--- EXERCISE MATERIAL ---

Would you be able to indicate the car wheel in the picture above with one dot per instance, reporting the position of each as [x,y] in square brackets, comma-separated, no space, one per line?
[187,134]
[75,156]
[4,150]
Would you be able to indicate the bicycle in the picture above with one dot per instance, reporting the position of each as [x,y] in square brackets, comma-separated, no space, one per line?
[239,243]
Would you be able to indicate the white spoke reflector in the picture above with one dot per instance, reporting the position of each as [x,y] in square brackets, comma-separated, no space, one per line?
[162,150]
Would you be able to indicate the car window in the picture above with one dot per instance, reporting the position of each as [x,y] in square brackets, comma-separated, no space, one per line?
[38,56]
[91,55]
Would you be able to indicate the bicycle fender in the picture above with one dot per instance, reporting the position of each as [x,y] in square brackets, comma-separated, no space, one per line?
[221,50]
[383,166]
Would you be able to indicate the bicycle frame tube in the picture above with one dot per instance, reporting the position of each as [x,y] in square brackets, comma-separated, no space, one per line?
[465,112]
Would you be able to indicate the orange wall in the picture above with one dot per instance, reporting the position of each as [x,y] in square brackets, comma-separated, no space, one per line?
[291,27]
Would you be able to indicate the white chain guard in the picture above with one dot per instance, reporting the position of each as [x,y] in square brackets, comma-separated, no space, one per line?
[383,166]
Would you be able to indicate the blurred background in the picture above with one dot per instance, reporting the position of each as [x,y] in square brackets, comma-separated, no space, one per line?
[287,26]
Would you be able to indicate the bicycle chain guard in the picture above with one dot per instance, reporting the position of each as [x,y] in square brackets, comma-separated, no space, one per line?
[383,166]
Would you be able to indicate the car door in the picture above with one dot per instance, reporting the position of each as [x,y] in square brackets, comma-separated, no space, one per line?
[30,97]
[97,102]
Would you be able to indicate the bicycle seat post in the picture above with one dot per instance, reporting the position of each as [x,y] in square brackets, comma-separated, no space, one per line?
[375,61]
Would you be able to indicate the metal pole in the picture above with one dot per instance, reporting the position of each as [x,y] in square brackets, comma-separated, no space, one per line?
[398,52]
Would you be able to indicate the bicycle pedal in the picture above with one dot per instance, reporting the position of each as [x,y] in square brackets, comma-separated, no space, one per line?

---

# [THE PROBLEM]
Could you rewrite the entries above from the line containing "Would you be able to indicate the blurred" through the end of the entries, swapping every "bicycle" for "bike" and leaving everything else unchanged?

# [ANSWER FOR THE TASK]
Would you be able to indicate the blurred background in the picture above with one dot per instance, reporting the position of each as [x,y] in square brackets, comma-separated, no space, one per line?
[287,26]
Would you be able to indicate the bike chain guard in the picture above with one dot per instance, reporting the position of each as [x,y] in square brackets, comma-separated, no space, one per line?
[383,166]
Would you be able to indicate the car door in the picture above with one dot per instance, reporting the position of each as [x,y] in square brackets, comma-separated, no space, one per line?
[30,97]
[97,102]
Would you be able to indicate the bike seat post in the picture above with one dot per instance, reporting the position of each as [x,y] in square brackets, comma-separated, no space, one per line?
[375,61]
Would you be able to indicate the metal pole in the picture above with one dot per instance, reporting the position of each as [x,y] in square brackets, comma-separated, no space, one per line?
[398,52]
Would you be able to indicate the bike pedal in the picture above with one dot per instance, reporting the position of each as [x,y] in square brackets, comma-separated, no space, one per line?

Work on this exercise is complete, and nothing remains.